START AVAILABLE RECORDS

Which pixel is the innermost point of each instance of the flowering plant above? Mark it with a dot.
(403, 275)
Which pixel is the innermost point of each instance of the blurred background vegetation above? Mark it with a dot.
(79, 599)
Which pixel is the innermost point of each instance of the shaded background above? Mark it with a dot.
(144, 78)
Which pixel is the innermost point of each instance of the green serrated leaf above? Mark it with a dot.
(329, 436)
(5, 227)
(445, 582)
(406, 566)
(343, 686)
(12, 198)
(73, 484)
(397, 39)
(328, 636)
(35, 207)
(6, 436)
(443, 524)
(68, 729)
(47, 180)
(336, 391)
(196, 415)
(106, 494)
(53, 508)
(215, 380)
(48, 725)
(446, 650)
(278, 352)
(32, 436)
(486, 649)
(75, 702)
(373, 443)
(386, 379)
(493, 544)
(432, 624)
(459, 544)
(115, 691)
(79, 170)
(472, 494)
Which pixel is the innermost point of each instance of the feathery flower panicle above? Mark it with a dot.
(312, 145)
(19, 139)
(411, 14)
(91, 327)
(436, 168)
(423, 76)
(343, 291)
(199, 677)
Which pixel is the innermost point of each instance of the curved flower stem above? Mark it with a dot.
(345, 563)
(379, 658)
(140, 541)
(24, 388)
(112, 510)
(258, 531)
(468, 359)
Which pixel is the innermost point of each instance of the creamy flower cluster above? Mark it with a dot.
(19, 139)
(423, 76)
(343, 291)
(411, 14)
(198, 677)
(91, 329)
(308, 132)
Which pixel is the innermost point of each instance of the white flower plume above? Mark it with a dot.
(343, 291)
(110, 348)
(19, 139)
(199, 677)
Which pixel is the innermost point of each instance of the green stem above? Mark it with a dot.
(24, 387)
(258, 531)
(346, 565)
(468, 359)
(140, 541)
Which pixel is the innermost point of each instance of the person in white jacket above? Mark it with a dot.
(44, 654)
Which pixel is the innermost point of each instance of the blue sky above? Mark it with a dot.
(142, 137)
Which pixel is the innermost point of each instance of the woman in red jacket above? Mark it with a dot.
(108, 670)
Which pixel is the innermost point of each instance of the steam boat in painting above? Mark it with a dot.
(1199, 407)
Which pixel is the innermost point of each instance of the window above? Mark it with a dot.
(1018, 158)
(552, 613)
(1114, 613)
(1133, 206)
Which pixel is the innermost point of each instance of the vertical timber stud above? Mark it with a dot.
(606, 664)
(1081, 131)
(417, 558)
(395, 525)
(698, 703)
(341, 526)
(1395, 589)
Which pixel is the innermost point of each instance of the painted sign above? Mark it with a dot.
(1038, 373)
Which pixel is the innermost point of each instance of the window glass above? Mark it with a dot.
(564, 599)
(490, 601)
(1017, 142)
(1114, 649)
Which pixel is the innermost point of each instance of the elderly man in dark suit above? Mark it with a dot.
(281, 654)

END AVAILABLE RECORDS

◆ **BRIEF**: Every entry is to be restated exactly, with no line dropped.

◆ **EXERCISE ANSWER**:
Which pixel is the innermost point of each instance of the flowering plant above? Mark it with a dot.
(403, 275)
Which pixel is the innermost point of each instance of the blurred background vegetation above? Mark it with a dot.
(79, 599)
Which pixel is the innermost point of each instance of the shaded background above? Mark it with a dot.
(144, 78)
Which pixel is the innermost point of each instance of the green serrated leaf above? Mark it with a dot.
(329, 436)
(5, 227)
(445, 582)
(406, 566)
(343, 686)
(12, 198)
(73, 484)
(397, 39)
(328, 636)
(35, 207)
(6, 436)
(443, 524)
(68, 729)
(47, 180)
(336, 391)
(196, 415)
(106, 494)
(53, 508)
(215, 380)
(48, 725)
(446, 650)
(278, 352)
(32, 436)
(486, 649)
(75, 702)
(373, 443)
(386, 379)
(493, 544)
(432, 624)
(459, 544)
(115, 691)
(79, 170)
(472, 494)
Which pixel is the innermost point of each instance of the feathery flower panicle above? Mark it with a dot.
(312, 145)
(19, 139)
(411, 14)
(91, 327)
(436, 168)
(423, 76)
(343, 291)
(199, 677)
Which pixel is the innermost point of each instance of the curved flower stem above? Mark it with a dot.
(345, 563)
(379, 658)
(140, 541)
(24, 388)
(112, 510)
(258, 531)
(468, 359)
Which pixel is the innermost point of each instance of the creamy flower cluster above? Mark it with a dot.
(19, 139)
(423, 76)
(343, 291)
(411, 14)
(198, 677)
(91, 329)
(308, 132)
Which pixel is the innermost point of each instance of the white flower plume above? Mark it with a dot.
(343, 291)
(110, 348)
(19, 139)
(199, 677)
Which pixel is the innermost point of each instance of the green stem above? Mark it with a dot.
(24, 387)
(258, 531)
(346, 565)
(468, 359)
(140, 541)
Which pixel is the innermost point of each instance of the person in white jacket above? Mark it with a dot.
(44, 654)
Which pixel is the innermost point of each instance of the blue sky above? Mark it with a dot.
(142, 137)
Which pixel is the innermost point of each instance of the woman in red jacket above? Mark it with a dot.
(108, 670)
Which pixel is the innermost point of each instance of the steam boat in painting above? Mark it with a dot.
(1199, 407)
Which pixel is the innermost point of each instance of the window above? Mark it with a dot.
(1018, 158)
(552, 613)
(1114, 613)
(1133, 206)
Which pixel is the innermost point of each instance of the vertical timber stud above? Mark it with a dot.
(606, 664)
(1081, 131)
(417, 558)
(395, 525)
(698, 703)
(341, 526)
(1395, 589)
Which pixel is the innermost point of each instance of the painted sign above? Mark it with a dot.
(1038, 373)
Which pixel is the innermost point of each instance of the window glass above? Mark it with a dot.
(564, 599)
(490, 601)
(1017, 142)
(1114, 649)
Which pixel is the innermost point of each instance of the elderly man in dark suit above? Mark it with a dot.
(281, 654)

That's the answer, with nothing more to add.